◆ **THE PROBLEM**
Rewrite the lines from the one containing "trace --target=wire mesh" through the one containing "56L137 59L140 60L140", replacing "fence" with "railing" and leaving everything else unchanged.

* Begin SUPPLIED MATERIAL *

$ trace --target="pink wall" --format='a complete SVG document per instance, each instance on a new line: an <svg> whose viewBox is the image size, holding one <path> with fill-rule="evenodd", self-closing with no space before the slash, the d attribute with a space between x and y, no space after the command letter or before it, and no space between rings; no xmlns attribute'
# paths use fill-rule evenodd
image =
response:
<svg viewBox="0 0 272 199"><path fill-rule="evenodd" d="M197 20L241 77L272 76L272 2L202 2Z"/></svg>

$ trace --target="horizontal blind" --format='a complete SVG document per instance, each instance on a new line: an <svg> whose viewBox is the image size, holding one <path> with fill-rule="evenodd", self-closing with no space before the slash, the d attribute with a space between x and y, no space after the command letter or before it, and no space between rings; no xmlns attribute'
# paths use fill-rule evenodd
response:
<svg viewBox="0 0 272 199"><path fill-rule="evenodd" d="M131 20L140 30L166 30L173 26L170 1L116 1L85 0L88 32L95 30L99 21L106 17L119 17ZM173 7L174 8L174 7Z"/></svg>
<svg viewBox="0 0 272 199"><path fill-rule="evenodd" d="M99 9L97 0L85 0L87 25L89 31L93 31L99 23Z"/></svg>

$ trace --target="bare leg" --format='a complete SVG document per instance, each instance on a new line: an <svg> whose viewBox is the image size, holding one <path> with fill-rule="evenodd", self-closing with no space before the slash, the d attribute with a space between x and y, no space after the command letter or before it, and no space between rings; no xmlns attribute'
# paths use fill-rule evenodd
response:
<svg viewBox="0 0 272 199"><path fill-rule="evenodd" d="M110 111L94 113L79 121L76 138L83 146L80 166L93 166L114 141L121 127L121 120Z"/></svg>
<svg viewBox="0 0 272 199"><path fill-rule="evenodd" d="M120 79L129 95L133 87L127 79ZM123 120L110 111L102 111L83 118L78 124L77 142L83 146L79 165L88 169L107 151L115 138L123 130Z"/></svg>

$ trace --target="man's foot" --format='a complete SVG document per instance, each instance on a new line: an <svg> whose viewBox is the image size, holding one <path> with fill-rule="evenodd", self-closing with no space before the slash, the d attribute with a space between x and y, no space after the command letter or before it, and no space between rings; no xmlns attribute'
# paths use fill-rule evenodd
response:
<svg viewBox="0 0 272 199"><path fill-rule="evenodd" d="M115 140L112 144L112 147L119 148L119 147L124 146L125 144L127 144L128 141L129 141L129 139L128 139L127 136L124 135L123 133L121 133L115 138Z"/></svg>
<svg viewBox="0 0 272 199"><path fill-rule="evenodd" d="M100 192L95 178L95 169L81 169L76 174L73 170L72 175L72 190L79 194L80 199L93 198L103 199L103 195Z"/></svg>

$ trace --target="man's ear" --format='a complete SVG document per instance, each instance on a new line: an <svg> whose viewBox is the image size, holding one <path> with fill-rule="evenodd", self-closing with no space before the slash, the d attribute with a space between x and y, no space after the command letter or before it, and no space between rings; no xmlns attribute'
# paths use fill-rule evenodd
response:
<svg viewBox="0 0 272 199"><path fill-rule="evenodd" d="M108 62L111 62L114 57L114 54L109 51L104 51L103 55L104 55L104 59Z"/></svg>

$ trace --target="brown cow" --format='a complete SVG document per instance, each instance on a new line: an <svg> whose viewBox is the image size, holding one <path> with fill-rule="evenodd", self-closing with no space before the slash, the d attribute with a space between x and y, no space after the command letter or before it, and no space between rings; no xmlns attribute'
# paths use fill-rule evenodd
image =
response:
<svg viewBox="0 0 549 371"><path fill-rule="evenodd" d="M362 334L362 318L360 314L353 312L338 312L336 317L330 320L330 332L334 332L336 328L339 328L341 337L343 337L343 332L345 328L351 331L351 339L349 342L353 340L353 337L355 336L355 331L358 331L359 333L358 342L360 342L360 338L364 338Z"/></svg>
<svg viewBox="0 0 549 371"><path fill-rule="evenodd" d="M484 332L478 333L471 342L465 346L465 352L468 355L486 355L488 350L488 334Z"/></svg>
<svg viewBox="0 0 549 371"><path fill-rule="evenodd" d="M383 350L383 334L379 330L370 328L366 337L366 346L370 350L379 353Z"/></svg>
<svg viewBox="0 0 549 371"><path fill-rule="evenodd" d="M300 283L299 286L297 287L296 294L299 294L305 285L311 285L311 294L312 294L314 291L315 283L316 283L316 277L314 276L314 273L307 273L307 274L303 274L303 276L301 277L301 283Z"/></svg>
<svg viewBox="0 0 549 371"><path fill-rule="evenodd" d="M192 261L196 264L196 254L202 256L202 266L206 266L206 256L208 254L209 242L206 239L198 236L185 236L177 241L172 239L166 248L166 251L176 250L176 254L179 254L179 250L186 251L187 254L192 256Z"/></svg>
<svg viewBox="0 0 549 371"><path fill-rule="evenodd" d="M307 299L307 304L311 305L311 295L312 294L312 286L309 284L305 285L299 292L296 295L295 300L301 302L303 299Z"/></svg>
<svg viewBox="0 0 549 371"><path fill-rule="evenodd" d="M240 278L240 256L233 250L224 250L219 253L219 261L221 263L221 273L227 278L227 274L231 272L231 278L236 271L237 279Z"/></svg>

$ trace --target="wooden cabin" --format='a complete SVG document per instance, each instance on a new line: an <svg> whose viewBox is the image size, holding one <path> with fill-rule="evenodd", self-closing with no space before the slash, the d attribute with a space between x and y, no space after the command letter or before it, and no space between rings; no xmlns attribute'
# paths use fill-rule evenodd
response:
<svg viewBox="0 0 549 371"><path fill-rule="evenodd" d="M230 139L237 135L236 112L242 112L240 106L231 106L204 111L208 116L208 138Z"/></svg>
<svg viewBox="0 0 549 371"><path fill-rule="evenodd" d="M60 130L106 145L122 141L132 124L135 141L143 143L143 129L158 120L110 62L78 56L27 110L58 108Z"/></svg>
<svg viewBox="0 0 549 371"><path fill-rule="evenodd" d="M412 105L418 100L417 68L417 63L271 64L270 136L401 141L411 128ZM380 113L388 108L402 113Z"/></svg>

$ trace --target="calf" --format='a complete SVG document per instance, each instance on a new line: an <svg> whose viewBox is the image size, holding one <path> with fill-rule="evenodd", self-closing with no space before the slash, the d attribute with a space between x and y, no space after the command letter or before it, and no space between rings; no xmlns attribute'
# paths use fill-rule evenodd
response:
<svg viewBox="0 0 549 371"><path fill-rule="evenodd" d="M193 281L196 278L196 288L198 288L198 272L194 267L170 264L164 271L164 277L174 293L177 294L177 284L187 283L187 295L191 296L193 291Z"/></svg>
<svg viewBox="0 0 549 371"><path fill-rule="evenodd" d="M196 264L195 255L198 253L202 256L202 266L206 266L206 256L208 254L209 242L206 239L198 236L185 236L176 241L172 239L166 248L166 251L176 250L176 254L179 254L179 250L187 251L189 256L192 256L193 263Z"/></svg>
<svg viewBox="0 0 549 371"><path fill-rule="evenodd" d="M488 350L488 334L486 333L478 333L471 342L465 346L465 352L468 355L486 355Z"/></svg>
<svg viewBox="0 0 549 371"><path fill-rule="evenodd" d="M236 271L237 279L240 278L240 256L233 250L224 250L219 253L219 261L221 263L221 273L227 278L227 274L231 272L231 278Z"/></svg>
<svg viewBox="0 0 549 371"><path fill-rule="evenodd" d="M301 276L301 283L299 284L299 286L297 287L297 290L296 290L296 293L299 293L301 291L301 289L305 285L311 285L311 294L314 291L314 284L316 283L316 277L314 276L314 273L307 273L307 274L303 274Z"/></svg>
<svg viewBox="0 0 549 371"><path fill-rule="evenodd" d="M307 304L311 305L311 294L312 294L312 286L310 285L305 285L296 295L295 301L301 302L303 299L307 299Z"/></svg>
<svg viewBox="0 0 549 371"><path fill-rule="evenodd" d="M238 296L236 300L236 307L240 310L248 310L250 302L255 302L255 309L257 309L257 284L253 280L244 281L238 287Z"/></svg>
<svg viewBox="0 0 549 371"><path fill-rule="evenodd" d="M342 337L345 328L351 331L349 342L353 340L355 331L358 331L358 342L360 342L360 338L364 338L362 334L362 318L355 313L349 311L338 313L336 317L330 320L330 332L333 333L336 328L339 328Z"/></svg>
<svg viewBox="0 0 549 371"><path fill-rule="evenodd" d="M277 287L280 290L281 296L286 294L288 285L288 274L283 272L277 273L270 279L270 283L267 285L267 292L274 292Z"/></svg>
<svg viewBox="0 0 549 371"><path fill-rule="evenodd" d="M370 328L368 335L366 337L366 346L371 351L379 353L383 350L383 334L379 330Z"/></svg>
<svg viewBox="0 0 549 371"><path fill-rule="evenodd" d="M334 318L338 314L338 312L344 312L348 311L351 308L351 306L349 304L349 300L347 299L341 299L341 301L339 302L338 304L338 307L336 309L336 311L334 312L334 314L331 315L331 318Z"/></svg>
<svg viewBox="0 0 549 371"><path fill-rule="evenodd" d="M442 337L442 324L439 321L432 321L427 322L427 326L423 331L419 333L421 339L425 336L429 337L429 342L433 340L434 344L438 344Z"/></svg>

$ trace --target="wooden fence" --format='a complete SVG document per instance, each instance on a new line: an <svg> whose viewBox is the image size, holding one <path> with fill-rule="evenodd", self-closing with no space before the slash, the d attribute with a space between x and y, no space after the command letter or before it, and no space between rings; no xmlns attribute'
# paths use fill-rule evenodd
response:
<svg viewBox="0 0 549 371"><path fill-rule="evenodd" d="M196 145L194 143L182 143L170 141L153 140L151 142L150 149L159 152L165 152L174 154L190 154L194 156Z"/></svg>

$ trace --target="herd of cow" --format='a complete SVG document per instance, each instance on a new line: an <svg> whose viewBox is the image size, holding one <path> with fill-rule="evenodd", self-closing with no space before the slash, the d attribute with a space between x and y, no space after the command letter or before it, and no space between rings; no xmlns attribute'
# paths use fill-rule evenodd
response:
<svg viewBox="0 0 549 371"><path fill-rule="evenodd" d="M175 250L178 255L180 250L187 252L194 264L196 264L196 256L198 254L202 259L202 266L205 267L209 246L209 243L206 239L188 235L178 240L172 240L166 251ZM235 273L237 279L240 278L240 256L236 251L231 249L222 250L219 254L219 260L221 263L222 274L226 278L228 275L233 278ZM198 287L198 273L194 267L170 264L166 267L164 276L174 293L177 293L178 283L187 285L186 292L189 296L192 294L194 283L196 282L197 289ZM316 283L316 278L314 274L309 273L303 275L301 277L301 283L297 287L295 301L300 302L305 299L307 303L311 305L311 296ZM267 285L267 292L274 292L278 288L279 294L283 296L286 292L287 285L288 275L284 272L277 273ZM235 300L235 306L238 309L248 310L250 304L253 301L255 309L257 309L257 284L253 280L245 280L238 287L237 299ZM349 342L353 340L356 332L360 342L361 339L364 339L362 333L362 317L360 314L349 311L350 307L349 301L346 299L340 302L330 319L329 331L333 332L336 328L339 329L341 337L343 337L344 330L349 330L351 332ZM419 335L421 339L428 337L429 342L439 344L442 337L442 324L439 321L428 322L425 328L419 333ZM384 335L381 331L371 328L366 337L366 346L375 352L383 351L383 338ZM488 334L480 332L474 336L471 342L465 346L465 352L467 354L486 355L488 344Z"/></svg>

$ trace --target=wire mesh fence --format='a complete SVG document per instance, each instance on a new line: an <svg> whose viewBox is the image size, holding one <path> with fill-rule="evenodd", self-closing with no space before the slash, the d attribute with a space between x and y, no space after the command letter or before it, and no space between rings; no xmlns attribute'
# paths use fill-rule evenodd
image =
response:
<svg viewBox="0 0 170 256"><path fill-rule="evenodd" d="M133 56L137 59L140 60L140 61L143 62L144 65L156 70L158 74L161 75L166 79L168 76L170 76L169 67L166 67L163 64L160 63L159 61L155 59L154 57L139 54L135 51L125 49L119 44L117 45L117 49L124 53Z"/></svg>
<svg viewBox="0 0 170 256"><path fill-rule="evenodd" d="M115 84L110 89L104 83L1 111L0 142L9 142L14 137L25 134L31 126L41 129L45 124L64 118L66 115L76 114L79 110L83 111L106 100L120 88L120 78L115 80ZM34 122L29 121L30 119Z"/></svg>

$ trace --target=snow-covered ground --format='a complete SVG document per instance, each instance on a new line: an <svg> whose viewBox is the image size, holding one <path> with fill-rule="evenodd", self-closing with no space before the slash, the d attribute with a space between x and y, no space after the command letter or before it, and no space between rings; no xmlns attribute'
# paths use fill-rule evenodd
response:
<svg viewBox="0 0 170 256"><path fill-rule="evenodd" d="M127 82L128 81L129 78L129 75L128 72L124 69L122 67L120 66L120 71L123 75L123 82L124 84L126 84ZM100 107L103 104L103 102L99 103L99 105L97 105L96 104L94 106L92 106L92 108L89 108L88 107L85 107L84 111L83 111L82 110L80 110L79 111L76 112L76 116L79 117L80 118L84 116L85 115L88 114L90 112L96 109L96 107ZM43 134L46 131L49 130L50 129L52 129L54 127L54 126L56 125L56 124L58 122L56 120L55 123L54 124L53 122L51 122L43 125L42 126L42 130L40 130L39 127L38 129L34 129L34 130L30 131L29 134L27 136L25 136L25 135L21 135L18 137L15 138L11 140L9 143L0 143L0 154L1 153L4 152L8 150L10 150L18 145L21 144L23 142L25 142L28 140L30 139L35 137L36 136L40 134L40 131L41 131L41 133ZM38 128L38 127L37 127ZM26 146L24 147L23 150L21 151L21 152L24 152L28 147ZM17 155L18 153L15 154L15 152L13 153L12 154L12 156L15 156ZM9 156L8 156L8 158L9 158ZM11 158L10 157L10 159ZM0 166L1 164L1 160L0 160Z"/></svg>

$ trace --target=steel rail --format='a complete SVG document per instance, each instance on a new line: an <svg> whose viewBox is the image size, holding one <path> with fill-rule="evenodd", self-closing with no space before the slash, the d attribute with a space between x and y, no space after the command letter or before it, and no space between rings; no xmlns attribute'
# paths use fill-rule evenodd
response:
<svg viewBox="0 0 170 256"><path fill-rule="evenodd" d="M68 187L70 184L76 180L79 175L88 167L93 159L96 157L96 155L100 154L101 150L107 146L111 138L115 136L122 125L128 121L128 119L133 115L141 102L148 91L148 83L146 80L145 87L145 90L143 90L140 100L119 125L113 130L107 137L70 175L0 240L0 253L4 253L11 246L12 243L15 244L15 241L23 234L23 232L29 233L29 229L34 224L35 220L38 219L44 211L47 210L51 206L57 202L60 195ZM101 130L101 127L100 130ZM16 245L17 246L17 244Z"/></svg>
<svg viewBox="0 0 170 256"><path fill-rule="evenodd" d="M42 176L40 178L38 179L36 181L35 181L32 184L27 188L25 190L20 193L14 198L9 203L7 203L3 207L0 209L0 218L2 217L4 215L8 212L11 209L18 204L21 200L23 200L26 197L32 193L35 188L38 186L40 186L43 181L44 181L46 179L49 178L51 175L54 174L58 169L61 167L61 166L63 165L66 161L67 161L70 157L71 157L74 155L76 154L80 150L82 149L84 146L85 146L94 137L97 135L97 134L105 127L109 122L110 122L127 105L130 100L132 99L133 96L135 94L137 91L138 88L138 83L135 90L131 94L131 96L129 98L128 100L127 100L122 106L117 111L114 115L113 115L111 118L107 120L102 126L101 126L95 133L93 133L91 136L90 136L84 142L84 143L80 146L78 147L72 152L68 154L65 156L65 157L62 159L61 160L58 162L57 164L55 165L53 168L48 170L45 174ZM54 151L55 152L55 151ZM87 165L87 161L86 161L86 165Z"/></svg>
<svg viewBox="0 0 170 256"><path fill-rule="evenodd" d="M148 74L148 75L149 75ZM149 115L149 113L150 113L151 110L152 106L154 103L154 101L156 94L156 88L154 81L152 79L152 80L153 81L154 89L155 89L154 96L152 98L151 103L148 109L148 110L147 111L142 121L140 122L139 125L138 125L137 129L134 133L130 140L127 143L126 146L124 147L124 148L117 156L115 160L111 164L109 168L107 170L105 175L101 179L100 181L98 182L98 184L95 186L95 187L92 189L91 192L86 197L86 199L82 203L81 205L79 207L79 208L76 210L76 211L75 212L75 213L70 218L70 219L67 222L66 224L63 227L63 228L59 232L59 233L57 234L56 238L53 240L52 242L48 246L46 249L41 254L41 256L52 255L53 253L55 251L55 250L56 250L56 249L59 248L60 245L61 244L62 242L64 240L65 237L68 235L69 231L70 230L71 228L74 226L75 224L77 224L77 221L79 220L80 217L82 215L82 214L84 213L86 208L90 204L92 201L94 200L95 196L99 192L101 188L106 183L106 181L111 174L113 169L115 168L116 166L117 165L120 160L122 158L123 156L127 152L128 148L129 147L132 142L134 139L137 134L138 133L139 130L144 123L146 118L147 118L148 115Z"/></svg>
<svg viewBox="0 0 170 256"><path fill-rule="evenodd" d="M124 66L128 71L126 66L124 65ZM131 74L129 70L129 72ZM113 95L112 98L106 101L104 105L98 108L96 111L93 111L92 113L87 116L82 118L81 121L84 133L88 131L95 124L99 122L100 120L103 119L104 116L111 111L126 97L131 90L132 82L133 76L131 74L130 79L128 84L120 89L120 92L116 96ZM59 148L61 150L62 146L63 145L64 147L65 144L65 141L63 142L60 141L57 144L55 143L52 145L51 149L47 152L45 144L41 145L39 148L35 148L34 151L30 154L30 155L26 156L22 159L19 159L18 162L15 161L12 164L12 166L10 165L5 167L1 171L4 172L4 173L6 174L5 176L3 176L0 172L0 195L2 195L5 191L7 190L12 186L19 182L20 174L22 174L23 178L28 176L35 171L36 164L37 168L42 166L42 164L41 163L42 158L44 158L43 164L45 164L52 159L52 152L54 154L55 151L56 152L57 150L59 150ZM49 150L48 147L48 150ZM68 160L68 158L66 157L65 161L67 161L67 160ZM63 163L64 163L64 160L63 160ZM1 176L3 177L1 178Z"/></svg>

* End SUPPLIED MATERIAL *

◆ **RESPONSE TO THE TASK**
$ trace --target=wire mesh railing --format='a complete SVG document per instance, each instance on a new line: an <svg> whose viewBox is the image size, holding one <path> with fill-rule="evenodd", self-closing with no space before the slash, the d attribute with a space between x and y, no space after the command letter or before it, and no space between rings; no xmlns attribute'
# paths use fill-rule evenodd
image =
response:
<svg viewBox="0 0 170 256"><path fill-rule="evenodd" d="M133 56L137 59L140 60L140 61L143 62L144 65L156 70L158 74L161 75L166 79L168 76L170 76L169 67L166 67L163 64L160 63L159 61L155 59L154 57L139 54L135 51L125 49L119 44L117 45L117 49L124 53Z"/></svg>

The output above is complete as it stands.